Texte de l'exercice
Pour cela, environ 6 000 enfants au total, âgés de 5 à 17 mois, ont été divisés en trois groupes auxquels on a administré soit le SMC (Seasonal malaria chemoprevention)[1] seul, soit le vaccin RTS,S uniquement, soit les deux à fois.

Protection

Ils ont été suivis pendant trois ans afin de déterminer quelle intervention offrait la meilleure protection contre les accès de paludisme.

« L’étude a montré que l’association du SMC et du RTS,S protégeait beaucoup mieux contre le paludisme que le SMC ou le RTS,S administrés seuls. L’association donnant environ 70 % de protection en plus contre les épisodes de paludisme non compliqué, de paludisme suffisamment grave pour entraîner une hospitalisation ou le décès dû au paludisme que ne le font le SMC ou le RTS,S administrés seuls », affirme Brian Greenwood.

Données fournies
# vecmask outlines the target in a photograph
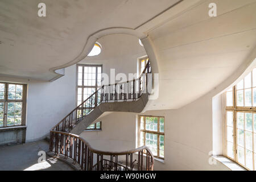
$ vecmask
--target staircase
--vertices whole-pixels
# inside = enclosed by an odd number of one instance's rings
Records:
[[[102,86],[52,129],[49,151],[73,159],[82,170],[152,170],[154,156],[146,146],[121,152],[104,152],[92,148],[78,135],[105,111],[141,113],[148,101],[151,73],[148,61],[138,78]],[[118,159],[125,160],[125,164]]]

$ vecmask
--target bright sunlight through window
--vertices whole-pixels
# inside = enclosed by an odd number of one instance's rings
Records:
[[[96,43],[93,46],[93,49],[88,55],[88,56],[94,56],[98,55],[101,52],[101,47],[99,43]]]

==

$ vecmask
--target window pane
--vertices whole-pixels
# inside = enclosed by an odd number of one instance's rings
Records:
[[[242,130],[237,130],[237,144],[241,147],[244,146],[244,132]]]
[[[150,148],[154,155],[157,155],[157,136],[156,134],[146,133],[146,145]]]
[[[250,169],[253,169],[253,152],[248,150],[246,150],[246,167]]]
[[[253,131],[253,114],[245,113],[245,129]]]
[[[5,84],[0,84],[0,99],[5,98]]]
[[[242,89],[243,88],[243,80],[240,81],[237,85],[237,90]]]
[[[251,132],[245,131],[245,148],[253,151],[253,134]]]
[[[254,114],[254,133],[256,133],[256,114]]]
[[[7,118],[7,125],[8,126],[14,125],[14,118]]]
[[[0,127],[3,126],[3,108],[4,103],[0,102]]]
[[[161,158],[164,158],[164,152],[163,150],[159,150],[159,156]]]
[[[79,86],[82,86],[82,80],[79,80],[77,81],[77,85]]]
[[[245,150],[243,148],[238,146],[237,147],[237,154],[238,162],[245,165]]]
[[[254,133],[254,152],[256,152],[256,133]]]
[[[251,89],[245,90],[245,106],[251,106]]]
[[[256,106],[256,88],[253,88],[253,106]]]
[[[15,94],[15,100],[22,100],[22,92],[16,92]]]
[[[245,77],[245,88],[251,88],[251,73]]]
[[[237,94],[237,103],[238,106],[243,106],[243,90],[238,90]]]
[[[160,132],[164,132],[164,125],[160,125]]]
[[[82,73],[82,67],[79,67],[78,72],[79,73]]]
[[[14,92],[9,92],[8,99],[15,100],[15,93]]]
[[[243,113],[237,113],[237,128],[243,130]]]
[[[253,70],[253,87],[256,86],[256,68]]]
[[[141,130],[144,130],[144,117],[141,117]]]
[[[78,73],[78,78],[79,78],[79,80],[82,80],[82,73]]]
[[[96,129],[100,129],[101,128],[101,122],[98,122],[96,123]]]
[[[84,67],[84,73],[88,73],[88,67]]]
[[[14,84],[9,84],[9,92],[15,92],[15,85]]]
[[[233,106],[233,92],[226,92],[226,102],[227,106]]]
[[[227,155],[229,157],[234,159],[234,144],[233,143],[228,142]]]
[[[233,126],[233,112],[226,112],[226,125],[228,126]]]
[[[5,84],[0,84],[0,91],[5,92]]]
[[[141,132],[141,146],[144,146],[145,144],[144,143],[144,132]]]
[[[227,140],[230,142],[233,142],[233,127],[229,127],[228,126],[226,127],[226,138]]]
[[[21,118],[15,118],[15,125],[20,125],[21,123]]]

---

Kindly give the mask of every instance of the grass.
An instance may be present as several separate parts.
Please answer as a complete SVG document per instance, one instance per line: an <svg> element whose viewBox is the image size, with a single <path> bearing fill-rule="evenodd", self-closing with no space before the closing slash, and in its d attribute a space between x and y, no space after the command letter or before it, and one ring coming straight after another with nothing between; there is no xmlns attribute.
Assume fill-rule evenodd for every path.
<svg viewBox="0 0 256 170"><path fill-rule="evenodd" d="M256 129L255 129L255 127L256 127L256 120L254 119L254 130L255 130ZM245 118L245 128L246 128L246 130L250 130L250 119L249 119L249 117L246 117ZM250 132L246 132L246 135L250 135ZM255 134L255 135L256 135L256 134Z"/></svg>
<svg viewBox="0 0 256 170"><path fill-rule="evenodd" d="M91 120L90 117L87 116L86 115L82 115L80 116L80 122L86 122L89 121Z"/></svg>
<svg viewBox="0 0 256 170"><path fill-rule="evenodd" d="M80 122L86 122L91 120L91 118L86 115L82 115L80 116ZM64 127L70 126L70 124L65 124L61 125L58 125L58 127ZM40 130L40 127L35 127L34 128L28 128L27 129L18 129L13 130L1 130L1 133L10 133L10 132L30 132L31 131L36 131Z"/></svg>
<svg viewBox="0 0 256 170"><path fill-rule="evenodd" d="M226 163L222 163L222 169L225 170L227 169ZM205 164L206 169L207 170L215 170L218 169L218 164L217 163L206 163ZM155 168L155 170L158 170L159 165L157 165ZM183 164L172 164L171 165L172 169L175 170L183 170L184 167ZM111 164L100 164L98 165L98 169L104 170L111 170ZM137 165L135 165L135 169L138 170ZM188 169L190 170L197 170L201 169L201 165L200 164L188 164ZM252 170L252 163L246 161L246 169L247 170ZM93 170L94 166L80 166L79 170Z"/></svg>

Consignes
A – Pendant combien de temps les enfants de l'étude décrite dans le texte sur le paludisme ont-ils été suivis ?
B – Recopiez le passage du texte sur le paludisme qui va de « Pour cela, environ » jusqu'à « deux à fois. ».
C – D'après le texte sur le paludisme, quelles interventions ont été administrées aux trois groupes d'enfants ? Énumérez-les toutes.

Réponses
A – Pendant trois ans.

B –
Pour cela, environ 6 000 enfants au total, âgés de 5 à 17 mois, ont été divisés en trois groupes auxquels on a administré soit le SMC (Seasonal malaria chemoprevention)[1] seul, soit le vaccin RTS,S uniquement, soit les deux à fois.

C –
- le SMC seul
- le vaccin RTS,S seul
- le SMC et le RTS,S ensemble